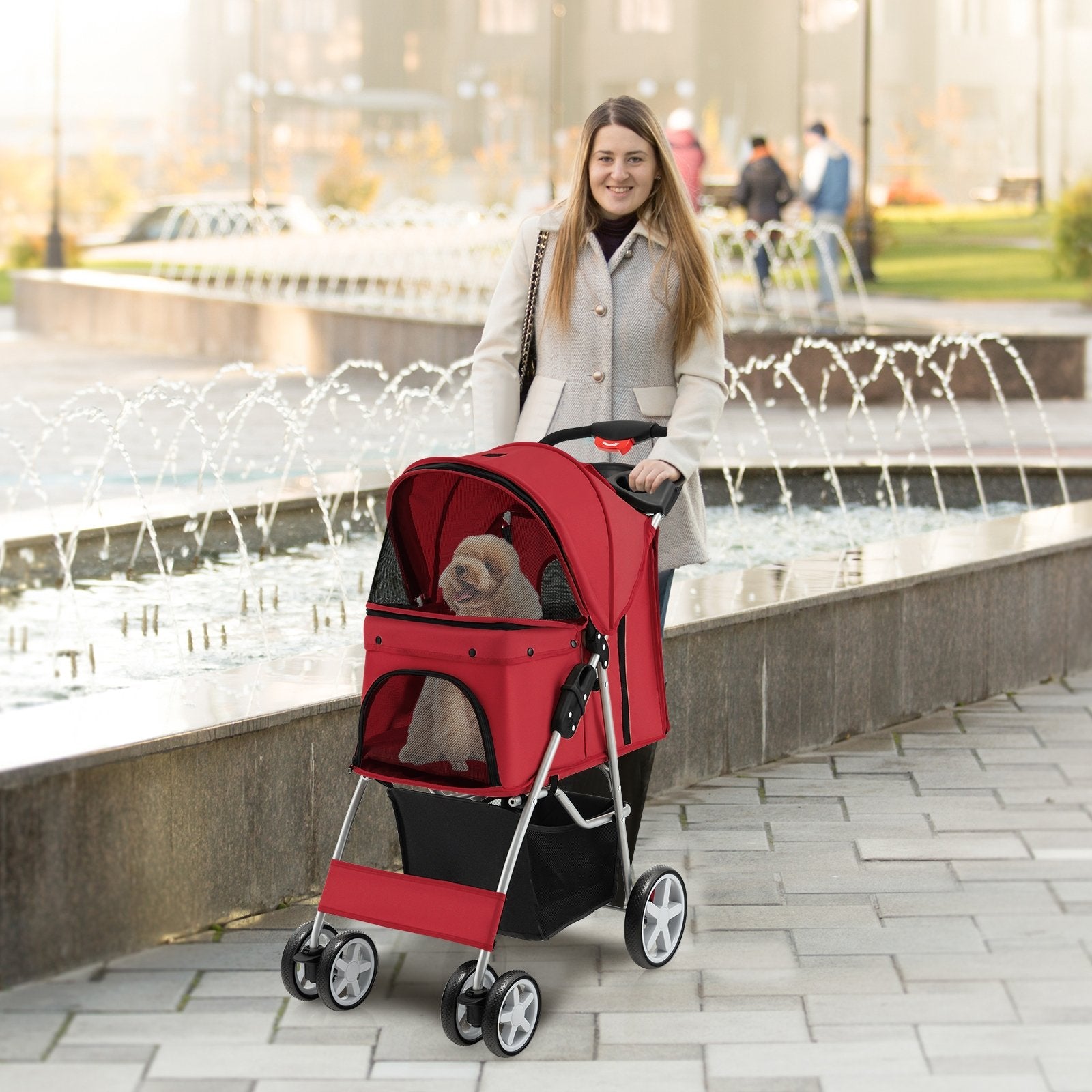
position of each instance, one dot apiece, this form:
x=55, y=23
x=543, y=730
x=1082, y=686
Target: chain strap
x=529, y=358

━━━━━━━━

▸ **Exercise objective**: Reproduce the entire listing, shifting each x and y value in its answer coordinates up by 135 and leaving the sample coordinates in the format lines as they are. Leave out any images.

▸ **Task result**:
position of each instance, one dot apiece, this form:
x=55, y=23
x=543, y=730
x=1082, y=686
Target: chain strap
x=664, y=493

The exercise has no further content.